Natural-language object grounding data
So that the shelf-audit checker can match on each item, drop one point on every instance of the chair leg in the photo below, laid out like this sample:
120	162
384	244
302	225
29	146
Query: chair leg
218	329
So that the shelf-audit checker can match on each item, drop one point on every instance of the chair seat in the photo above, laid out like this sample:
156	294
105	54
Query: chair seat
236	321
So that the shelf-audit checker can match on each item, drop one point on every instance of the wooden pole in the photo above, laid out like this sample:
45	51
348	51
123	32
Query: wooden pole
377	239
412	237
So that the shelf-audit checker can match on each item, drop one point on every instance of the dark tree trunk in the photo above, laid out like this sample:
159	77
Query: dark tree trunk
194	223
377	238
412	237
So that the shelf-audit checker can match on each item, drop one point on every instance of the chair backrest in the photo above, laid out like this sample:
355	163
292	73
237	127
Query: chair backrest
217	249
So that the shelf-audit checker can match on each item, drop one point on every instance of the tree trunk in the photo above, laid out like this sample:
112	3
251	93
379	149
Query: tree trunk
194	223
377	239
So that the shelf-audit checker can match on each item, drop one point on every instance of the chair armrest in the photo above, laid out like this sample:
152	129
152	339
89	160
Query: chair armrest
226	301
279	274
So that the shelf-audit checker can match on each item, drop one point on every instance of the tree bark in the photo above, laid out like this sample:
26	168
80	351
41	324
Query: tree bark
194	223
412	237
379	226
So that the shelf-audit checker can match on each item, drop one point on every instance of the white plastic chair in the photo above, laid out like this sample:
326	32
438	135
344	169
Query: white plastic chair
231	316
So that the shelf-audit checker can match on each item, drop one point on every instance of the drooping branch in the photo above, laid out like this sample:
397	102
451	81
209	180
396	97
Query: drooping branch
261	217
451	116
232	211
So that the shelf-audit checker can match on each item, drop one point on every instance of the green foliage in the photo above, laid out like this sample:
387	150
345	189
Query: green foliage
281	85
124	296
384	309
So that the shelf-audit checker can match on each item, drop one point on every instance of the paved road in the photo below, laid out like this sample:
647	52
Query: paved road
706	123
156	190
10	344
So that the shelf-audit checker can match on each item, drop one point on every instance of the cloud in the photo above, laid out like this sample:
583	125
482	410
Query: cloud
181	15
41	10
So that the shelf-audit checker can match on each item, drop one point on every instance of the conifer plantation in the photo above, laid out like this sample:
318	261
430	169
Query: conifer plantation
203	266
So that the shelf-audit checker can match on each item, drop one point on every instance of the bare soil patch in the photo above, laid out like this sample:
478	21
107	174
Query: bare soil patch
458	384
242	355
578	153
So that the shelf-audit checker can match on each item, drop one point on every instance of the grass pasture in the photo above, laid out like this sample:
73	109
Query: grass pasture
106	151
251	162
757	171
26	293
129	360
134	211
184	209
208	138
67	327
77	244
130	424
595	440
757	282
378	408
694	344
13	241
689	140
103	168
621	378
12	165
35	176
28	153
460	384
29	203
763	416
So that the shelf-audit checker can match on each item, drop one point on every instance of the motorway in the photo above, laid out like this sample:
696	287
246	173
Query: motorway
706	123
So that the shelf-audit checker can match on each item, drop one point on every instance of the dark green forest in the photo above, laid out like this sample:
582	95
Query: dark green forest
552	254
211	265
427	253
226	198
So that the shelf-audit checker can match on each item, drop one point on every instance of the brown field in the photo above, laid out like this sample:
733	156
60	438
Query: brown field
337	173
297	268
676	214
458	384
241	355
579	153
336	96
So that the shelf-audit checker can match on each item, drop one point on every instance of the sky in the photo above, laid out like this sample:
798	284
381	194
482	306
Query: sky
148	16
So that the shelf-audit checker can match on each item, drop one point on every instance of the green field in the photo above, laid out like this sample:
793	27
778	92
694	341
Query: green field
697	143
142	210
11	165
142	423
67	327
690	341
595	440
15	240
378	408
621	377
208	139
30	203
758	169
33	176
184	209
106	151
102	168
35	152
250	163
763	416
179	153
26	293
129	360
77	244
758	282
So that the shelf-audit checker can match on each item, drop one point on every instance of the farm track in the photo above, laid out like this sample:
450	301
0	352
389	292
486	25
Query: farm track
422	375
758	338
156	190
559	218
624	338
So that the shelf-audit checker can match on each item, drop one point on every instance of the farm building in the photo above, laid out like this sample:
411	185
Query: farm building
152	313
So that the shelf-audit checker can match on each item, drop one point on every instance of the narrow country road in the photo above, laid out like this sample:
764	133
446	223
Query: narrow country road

→ TASK BRIEF
All entries must be duplicated exactly, with none left out.

→ REPLY
So that the shelf-audit checker can match on each item, drop one point on every instance of the chair leg in the photo below, laid out like this sample:
120	162
384	244
302	225
29	146
Query: chair leg
218	329
So that the shelf-audit checker can match on each item, drop one point on every instance of the chair seat in the photo above, laid out like this sample:
156	294
105	54
Query: chair seat
236	321
So that the shelf-audit checker can match on each item, drop one point on every instance of the wooden pole in the photo above, laid out like this sample:
45	51
348	51
123	32
Query: wooden pole
377	239
412	237
So that the shelf-audit checker can match on each item, drop one point on every instance of the dark tree trunk in the photo above, laid out like this sample:
159	77
Query: dark tree trunk
194	223
377	238
412	237
So that the shelf-audit checker can match on each item, drop one point on every instance of the chair backrest in the photo above, laid out like this sample:
355	163
292	73
237	127
Query: chair backrest
217	249
So that the shelf-audit checker can match on each item, drop one point on every instance of the tree trunk in the photo above, laid out like this sample:
112	3
251	93
379	149
Query: tree trunk
194	223
377	239
So that the shelf-audit checker can match on each item, drop one point on every instance of the chair armrest in the photo above, laid out like this sample:
152	129
152	339
89	160
Query: chair armrest
226	301
279	274
So that the shelf-audit checker can match on each item, drop one point on every instance of the tree bark in the photo above, laid out like this sample:
26	168
80	351
41	324
Query: tree bark
194	223
412	237
379	226
So that the shelf-audit checker can match on each item, drop one point on every instance of the white plastic chair in the photo above, laid out like this sample:
326	32
438	135
344	169
Query: white plastic chair
231	316
So that the shelf-audit checker can match on each item, drop one point on every instance of the drooping branch in the photo above, laid out like this sample:
397	102
451	81
209	180
396	97
Query: drooping branch
261	217
451	116
232	211
So that the shelf-audit checker can match on each item, drop one point on every instance of the green foliage in the photo above, laid out like this sample:
387	150
345	189
Query: green foliage
281	85
124	296
384	309
So that the shelf-audit checker can match on each item, drop one point on every instance of the paved road in the photo below, laid out like this sample:
647	52
Query: paved road
706	123
156	190
10	344
So that the shelf-audit checker can match on each item, drop one point on every instance of the cloud in the photo above, laid out like this sample:
583	125
482	410
Query: cloud
181	15
41	10
So that the shelf-audit checker can match on each item, drop one point on every instance of the conifer plantation in the photo above, laid out like this sample:
318	261
430	169
Query: conifer plantation
203	266
So that the shelf-audit checker can match on each item, drop one point on every instance of the bare soil patch in the photo above, laid out like this sample:
478	21
107	174
Query: bare soil patch
458	384
242	355
578	153
So that the shelf-audit checker can match on each item, drop one point on every instance of the grass pasture in the photo above, laid out like this sample:
73	109
Query: grass pasture
106	151
251	162
757	171
26	293
129	360
134	211
184	209
208	138
67	327
77	244
130	424
595	440
757	282
378	408
694	344
13	241
689	140
103	168
621	378
12	165
35	176
28	153
460	384
29	203
763	416
So that the shelf-audit checker can match on each item, drop one point on every instance of the motorway in the photo above, laid out like this sample:
696	287
246	173
Query: motorway
706	123
So that the shelf-audit checker can match on each item, drop one point on every instance of the dark green forest in the photo above, laid out like this sample:
582	95
Query: dark green forest
552	254
211	265
427	253
226	198
So that the shelf-audit checker can match on each item, drop one point on every instance of the brown field in the photo above, laid out like this sample:
733	156
60	438
Query: brown field
337	173
297	268
676	214
458	384
241	355
579	153
336	96
So that the shelf-audit checker can match on each item, drop one point on every instance of the sky in the photo above, laid out like this sample:
798	284
381	194
482	306
Query: sky
148	16
So that the shelf-audit checker can match on each item, drop one point on every instance of the green field in the photo above, laid out like this sample:
793	27
778	92
694	341
Query: green field
697	143
142	210
11	165
142	423
67	327
690	341
595	440
15	240
378	408
621	377
208	139
30	203
758	169
33	176
184	209
106	151
102	168
35	152
250	163
763	416
179	153
26	293
129	360
77	244
758	282
So that the shelf-audit checker can match on each item, drop one point on every instance of the farm track in the photo above, laid out like this sample:
450	301
0	352
389	292
486	25
Query: farm track
422	375
758	338
156	190
559	218
624	338
So that the shelf-audit checker can match on each item, drop one point on every instance of the farm building in the photo above, laid out like this sample:
411	185
Query: farm building
152	313
So that the shelf-audit checker can match on each item, drop one point on every instance of the narrow country road in the photo above, laid out like this sample:
764	133
446	223
Query: narrow country road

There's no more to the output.